▸ **Referring expression data**:
——

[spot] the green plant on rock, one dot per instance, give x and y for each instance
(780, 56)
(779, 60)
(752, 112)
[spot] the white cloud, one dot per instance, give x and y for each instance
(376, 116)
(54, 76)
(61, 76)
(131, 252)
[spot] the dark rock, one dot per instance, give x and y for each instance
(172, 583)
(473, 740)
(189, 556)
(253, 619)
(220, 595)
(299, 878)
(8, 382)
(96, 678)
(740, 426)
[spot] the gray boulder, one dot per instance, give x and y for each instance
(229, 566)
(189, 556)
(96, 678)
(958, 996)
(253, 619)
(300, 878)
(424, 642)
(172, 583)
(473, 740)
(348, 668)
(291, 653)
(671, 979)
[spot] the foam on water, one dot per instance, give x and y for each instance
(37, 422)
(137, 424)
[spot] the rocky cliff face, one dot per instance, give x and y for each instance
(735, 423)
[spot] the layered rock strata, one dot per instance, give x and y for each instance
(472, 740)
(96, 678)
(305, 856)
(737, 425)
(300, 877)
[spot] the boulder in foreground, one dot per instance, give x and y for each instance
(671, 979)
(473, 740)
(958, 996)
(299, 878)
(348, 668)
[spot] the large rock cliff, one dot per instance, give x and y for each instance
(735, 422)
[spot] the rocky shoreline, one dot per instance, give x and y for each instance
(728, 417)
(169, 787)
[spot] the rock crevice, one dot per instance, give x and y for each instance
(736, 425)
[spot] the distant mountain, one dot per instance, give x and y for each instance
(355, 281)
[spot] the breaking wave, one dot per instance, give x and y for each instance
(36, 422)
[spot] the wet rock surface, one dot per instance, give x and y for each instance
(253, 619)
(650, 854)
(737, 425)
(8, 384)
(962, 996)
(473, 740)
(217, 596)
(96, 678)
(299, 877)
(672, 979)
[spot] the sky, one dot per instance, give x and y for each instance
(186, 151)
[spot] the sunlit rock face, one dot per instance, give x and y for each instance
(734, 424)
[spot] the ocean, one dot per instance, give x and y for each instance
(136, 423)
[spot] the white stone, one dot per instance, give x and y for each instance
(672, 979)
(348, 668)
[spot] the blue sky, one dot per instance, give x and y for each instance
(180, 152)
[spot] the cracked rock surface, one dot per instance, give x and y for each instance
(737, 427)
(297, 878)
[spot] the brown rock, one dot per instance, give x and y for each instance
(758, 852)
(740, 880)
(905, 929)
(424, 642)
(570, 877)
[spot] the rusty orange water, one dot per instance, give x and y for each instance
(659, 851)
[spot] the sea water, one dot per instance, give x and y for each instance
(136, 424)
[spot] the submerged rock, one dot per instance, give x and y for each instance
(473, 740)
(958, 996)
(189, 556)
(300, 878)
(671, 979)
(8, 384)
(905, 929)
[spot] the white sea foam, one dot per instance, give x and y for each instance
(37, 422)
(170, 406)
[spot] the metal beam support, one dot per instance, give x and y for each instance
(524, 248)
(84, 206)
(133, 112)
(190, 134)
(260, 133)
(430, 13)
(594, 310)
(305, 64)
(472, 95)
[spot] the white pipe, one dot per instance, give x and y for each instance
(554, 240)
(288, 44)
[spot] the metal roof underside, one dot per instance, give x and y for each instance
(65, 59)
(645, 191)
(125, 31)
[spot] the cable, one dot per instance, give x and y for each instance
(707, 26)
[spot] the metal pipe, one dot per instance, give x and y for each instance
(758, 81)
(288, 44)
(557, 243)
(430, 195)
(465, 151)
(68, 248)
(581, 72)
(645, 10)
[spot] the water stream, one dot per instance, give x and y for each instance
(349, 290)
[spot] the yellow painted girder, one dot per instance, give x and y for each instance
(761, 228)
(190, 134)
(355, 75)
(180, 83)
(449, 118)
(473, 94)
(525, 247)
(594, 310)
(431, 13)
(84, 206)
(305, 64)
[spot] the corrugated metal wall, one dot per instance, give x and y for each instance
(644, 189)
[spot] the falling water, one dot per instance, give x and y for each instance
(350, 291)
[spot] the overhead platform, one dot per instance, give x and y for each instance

——

▸ **Activity**:
Return the records exactly, every line included.

▸ **Response**:
[spot] the green plant on rock, one dot per instance, give x and y for each instance
(780, 56)
(779, 60)
(752, 112)
[spot] the white cloud, one dot per instance, give x and y for each instance
(376, 116)
(54, 76)
(61, 76)
(131, 252)
[spot] the dark rock, one dot per instance, give x and y for each instance
(172, 583)
(473, 740)
(189, 556)
(253, 619)
(220, 595)
(299, 878)
(8, 382)
(96, 678)
(740, 426)
[spot] the gray boulder, one dot per instance, give x and y for each instance
(229, 566)
(189, 556)
(96, 678)
(958, 996)
(253, 619)
(300, 878)
(424, 642)
(172, 583)
(473, 740)
(348, 668)
(291, 653)
(671, 979)
[spot] the foam on water, one dot per instance, give x and y for each instance
(37, 422)
(137, 424)
[spot] the rocky cliff face, one dot per instance, give x and y for each instance
(735, 423)
[spot] the layered rock strata, one dot per instance, give x and y for each instance
(472, 740)
(96, 678)
(305, 856)
(737, 425)
(300, 877)
[spot] the boulder in foreground, one dot per instance, give x and y for each instance
(671, 979)
(473, 740)
(958, 996)
(299, 878)
(348, 668)
[spot] the large rock cliff, one dot per instance, give x and y for each instance
(735, 422)
[spot] the rocky shoreline, one dot per instance, give x and y for each instance
(728, 417)
(169, 787)
[spot] the rock crevice, one dot per instance, give x and y for each instance
(736, 425)
[spot] the distant mountain, one dot per instance, give x and y for each instance
(355, 281)
[spot] the breaking wave, one dot per instance, give x and y for each instance
(36, 422)
[spot] the wet rock surface, one dot per instance, give x and y for each instance
(253, 619)
(650, 854)
(737, 425)
(8, 384)
(962, 996)
(473, 740)
(217, 596)
(96, 678)
(299, 877)
(672, 979)
[spot] the sky, one dot per instance, give x and y for each instance
(186, 151)
[spot] the sunlit rock face, one dot per instance, give x and y for each instance
(734, 424)
[spot] the ocean, one dot per instance, give x and y for each instance
(136, 423)
[spot] the white stone, one dot per instance, give x and y for each instance
(672, 979)
(348, 668)
[spot] the blue sky, one dot per instance, give x and y for each instance
(180, 152)
[spot] the cracked rock surface, one dot per instance, give x and y for each instance
(737, 427)
(297, 878)
[spot] the brown rock, one dot per instance, give x and y for each instance
(758, 852)
(740, 880)
(905, 929)
(424, 642)
(570, 877)
[spot] the rusty orange water, one dot per instance, give x and y for each instance
(659, 851)
[spot] the sea water, one dot per instance, give x and y for each instance
(136, 424)
[spot] the submerged rock, one dot per instance, give x and y for each instance
(473, 740)
(958, 996)
(189, 556)
(300, 878)
(671, 979)
(8, 384)
(905, 929)
[spot] the white sea foam, one dot per instance, give x and y for each instance
(37, 422)
(170, 406)
[spot] the metal beam support, one dot per instance, give x and y for each instance
(524, 248)
(84, 206)
(133, 112)
(190, 134)
(260, 133)
(430, 13)
(594, 310)
(305, 64)
(472, 95)
[spot] the white pipe, one dot per instance, give x and y for each instance
(554, 240)
(288, 44)
[spot] the metal roof underside, one dot per instance, give x and y for each instance
(65, 59)
(645, 191)
(125, 31)
[spot] the cable, one dot per instance, give x and y for each instance
(707, 26)
[spot] the metal pipe, one dot per instance, give x and y for each instance
(758, 81)
(288, 44)
(557, 243)
(430, 195)
(465, 151)
(68, 248)
(581, 72)
(645, 10)
[spot] the water stream, one dot per instance, give x and y for each instance
(349, 290)
[spot] the yellow painted girder, one dot per instance, give x and y for each instance
(761, 228)
(190, 134)
(355, 75)
(180, 83)
(449, 118)
(473, 94)
(525, 247)
(594, 310)
(431, 13)
(84, 206)
(305, 64)
[spot] the corrugated metal wall, one dot per instance, give x and y for each instance
(644, 189)
[spot] the falling water, one dot per instance, give x and y for each instance
(350, 291)
[spot] the overhead platform, one dot per instance, give x and y for each instance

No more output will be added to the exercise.